**WHAT TO WORK ON:** Render every line of the listing below as a Markdown table with the columns "Line No." and "Text", numbering the rows in order and omitting blank lines. Leave the pictures out of the table.

**TASK MATERIAL:**
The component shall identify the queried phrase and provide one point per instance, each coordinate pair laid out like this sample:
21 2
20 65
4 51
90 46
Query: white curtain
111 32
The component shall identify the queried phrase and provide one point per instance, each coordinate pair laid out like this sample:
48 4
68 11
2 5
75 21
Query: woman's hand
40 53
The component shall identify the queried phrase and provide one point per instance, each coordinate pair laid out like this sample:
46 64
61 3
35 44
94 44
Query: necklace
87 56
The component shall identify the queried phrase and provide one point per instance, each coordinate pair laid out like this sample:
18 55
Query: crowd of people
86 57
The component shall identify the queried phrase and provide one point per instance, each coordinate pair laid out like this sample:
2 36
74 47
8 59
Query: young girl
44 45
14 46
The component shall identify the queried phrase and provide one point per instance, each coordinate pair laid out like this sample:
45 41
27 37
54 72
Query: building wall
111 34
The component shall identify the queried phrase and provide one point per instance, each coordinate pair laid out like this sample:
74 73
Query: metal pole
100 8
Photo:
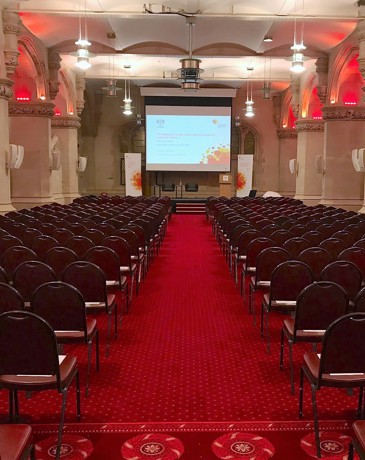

**WORKED ANSWER:**
| Line No. | Text |
|---|---|
| 1 | The component shall identify the queried phrase and provide one point per instance, each coordinate pair laid out like this sample: |
| 2 | 21 2 |
| 3 | 20 65 |
| 4 | 4 51 |
| 5 | 90 46 |
| 6 | Query: white curtain |
| 7 | 111 32 |
| 8 | The component shall identify the queried phrase and provide one point per instance, each coordinate pair laid out like this sample: |
| 9 | 48 4 |
| 10 | 68 11 |
| 11 | 2 5 |
| 12 | 75 21 |
| 13 | Query: woman's hand |
| 14 | 40 53 |
| 15 | The component shall identify the queried phrase and provide one point per instance, each coordinate pair laid out like this sample: |
| 16 | 46 64 |
| 17 | 61 3 |
| 18 | 35 44 |
| 19 | 94 44 |
| 20 | Query: necklace |
| 21 | 87 56 |
| 22 | The component shall identify the queried phrase and provide one point per instance, each coordinate pair laid out like this sample: |
| 23 | 18 55 |
| 24 | Query: crowd of people |
| 25 | 86 57 |
| 26 | The component shall identify the queried phrase and provide one point per instance, each coordinate pair laid out like this sample: |
| 27 | 2 36 |
| 28 | 74 47 |
| 29 | 8 59 |
| 30 | Query: young girl |
| 31 | 44 45 |
| 32 | 14 46 |
| 33 | The component shall identify the queried phrase and provide one point per instance, each coordinate pair laid out like this sample: |
| 34 | 45 41 |
| 35 | 27 37 |
| 36 | 54 72 |
| 37 | Query: building wall |
| 38 | 111 34 |
| 39 | The component shall identify the queried phrase and provide one point per instance, each coordinate pair laid out like this sample: |
| 40 | 74 73 |
| 41 | Query: metal pole |
| 42 | 100 8 |
| 43 | Photo: |